Set problem 1. Repeat the stretch of the service discovery passage from "The Solution: A" through "of that answer.", word for word.

Source text.
----------------------------------------
The Solution: A discovery layer that answers one question well: “where are the healthy instances of service X right now?” Everything else — load balancing, failover, traffic shifting — is built on top of that answer.
Real Impact: Kubernetes redeploys can churn through every pod in a service inside 60 seconds. Without discovery, the deploy is the outage.
Real-World Analogy
Think of how phone numbers worked before phone books:
- No phone book = you have to memorize every number, and when someone moves you have no way to find them again
- Phone book = central directory: name → current number, updated regularly
- Directory assistance (411) = ask an operator who looks it up for you — you never see the book yourself
- Speed dial = local cache of the numbers you call most, refreshed when one stops working
Service discovery is the phone book, the operator, and the speed dial — all rolled into one. Hardcoding an IP address is the equivalent of memorizing every number in a city that re-numbers itself every Tuesday.
Discovery exists because the assumptions of the network changed. In a static datacenter you knew, when you deployed, exactly which box ran which service and on which port. You wrote that into /etc/hosts, an HAProxy config, or a wiki page, and it stayed true for months.
Containers broke every part of that. Pods are scheduled on whatever node has capacity. They get a new IP each time they restart. A horizontal scale-up triples the instance count in 30 seconds; a rolling deploy replaces every one of them inside two minutes. Auto-healing kills a sick instance and the replacement comes up somewhere else entirely. There is no longer a stable place where order-service lives. There is only a stable name — order-service — and a system that knows, right now, which IPs answer to that name.
What “discovery” actually means
The job decomposes into three responsibilities. Different systems wire them up differently, but the responsibilities are universal:
| Responsibility | What It Does | Failure Mode If Missing |
|---|---|---|
| Registration | A new instance announces “I exist at 10.0.4.23:8080” | Traffic never reaches new pods |
| Health checking | The system continuously verifies which instances are alive | Traffic keeps going to dead pods |
| Lookup | A caller asks “give me the healthy IPs of service X” | Callers cannot route at all |
| De-registration | A shutting-down instance gets removed from the pool | 5xx during every deploy |
Client-Side vs Server-Side Discovery
Why the Distinction Matters
The Problem: Once you have a registry, somebody still has to use it — pick an instance, balance load, handle the failover when the picked instance is dead.
The Solution: Two architectural choices: clients query the registry themselves and load-balance in-process, or clients send to a stable load balancer address and let the LB do the discovery.
Client-side discovery puts intelligence in the caller. The caller pulls the registry list, caches it, picks an instance, and retries on failure. Netflix Eureka was the canonical example: the Java client embedded the registry list and rebuilt it from the Eureka server every 30 seconds.
----------------------------------------
Stored entries.
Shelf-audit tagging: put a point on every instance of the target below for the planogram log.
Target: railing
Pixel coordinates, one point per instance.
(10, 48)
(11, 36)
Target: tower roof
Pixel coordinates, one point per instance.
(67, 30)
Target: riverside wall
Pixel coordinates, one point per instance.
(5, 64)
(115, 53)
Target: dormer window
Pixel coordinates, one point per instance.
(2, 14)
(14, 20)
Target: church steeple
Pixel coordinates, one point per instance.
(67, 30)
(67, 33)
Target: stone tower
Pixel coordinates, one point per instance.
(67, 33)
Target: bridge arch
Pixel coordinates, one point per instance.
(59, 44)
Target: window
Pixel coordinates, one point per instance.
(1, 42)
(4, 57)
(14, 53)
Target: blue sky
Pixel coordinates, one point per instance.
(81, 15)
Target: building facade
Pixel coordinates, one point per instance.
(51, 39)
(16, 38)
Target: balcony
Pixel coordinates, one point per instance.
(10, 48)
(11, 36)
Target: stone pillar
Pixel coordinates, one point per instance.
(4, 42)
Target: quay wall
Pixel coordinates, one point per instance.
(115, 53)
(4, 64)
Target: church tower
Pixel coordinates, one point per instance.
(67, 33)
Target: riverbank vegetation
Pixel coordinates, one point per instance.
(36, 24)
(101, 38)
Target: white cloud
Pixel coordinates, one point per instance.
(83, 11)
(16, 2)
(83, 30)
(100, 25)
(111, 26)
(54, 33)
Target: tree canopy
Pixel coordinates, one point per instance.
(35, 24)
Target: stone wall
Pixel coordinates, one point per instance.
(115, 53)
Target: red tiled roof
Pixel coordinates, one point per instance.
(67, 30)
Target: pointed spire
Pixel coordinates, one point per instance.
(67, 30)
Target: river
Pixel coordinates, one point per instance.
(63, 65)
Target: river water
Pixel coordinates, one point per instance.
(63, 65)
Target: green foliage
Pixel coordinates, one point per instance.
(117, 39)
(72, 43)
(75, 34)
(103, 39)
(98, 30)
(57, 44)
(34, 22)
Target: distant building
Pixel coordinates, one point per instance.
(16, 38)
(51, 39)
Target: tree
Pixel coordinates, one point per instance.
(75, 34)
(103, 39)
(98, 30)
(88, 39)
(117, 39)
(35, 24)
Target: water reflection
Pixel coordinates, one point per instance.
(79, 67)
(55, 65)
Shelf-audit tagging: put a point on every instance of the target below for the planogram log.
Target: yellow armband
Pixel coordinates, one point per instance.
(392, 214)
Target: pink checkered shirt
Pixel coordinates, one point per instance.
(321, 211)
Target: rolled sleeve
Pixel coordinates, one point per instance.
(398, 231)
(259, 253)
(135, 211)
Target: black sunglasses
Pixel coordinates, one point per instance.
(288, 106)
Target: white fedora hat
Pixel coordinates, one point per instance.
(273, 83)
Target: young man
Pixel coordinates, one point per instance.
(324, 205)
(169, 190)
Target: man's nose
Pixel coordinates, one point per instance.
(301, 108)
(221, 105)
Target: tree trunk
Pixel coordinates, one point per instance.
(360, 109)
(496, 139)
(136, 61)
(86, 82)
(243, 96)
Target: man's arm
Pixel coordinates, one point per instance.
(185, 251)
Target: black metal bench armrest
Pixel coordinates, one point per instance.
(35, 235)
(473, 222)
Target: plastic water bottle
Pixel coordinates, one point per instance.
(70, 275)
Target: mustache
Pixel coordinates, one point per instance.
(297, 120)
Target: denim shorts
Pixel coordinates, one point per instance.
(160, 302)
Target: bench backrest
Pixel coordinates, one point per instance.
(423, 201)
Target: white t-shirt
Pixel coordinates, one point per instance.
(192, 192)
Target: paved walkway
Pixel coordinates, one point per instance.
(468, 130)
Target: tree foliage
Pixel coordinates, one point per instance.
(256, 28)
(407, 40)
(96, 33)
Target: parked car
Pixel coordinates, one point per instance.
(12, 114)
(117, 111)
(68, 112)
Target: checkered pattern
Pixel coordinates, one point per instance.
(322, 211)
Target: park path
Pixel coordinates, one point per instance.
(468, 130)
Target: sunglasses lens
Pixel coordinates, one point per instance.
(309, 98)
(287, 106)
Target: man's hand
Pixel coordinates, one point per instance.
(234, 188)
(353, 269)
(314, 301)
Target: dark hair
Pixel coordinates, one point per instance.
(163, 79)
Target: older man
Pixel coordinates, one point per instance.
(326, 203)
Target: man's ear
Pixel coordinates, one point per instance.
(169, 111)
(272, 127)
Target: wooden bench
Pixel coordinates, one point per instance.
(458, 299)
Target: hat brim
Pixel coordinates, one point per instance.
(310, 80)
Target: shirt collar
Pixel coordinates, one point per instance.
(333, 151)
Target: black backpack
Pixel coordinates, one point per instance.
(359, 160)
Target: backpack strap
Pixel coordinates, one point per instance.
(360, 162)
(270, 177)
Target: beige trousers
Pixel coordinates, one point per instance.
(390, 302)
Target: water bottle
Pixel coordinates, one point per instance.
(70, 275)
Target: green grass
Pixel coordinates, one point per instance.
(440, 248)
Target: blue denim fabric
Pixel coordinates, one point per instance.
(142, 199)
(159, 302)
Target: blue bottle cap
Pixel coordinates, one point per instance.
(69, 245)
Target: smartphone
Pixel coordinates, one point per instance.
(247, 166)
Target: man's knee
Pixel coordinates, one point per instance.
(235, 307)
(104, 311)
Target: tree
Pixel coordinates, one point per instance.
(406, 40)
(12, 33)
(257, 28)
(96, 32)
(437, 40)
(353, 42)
----------------------------------------
Set problem 2. Format the stretch of the listing from the line containing "Target: parked car" through the end of the listing as a two-column CSV with the columns request and points. Make one row per request, put each field in quotes, and replace line breaks with spaces.

Task answer 1.
The Solution: A discovery layer that answers one question well: “where are the healthy instances of service X right now?” Everything else — load balancing, failover, traffic shifting — is built on top of that answer.

Task answer 2.
request,points
"Target: parked car Pixel coordinates, one point per instance.","(12, 114) (117, 111) (68, 112)"
"Target: checkered pattern Pixel coordinates, one point per instance.","(322, 211)"
"Target: park path Pixel coordinates, one point per instance.","(468, 130)"
"Target: sunglasses lens Pixel coordinates, one point per instance.","(309, 98) (287, 106)"
"Target: man's hand Pixel coordinates, one point per instance.","(234, 188) (353, 269) (314, 301)"
"Target: dark hair Pixel coordinates, one point per instance.","(163, 79)"
"Target: older man Pixel coordinates, one point per instance.","(326, 203)"
"Target: man's ear Pixel coordinates, one point per instance.","(169, 111) (272, 127)"
"Target: wooden bench Pixel coordinates, one point per instance.","(458, 299)"
"Target: hat brim Pixel coordinates, one point per instance.","(310, 80)"
"Target: shirt collar Pixel coordinates, one point per instance.","(333, 151)"
"Target: black backpack Pixel coordinates, one point per instance.","(359, 160)"
"Target: backpack strap Pixel coordinates, one point per instance.","(360, 162) (270, 177)"
"Target: beige trousers Pixel coordinates, one point per instance.","(390, 302)"
"Target: water bottle Pixel coordinates, one point per instance.","(70, 275)"
"Target: green grass Pixel coordinates, one point per instance.","(440, 248)"
"Target: blue denim fabric Pixel coordinates, one point per instance.","(142, 199) (159, 302)"
"Target: blue bottle cap Pixel coordinates, one point per instance.","(69, 245)"
"Target: smartphone Pixel coordinates, one point per instance.","(247, 166)"
"Target: man's knee Pixel coordinates, one point per instance.","(235, 307) (104, 311)"
"Target: tree Pixel coordinates, one point per instance.","(406, 40) (12, 33) (257, 28) (96, 32) (437, 40) (353, 42)"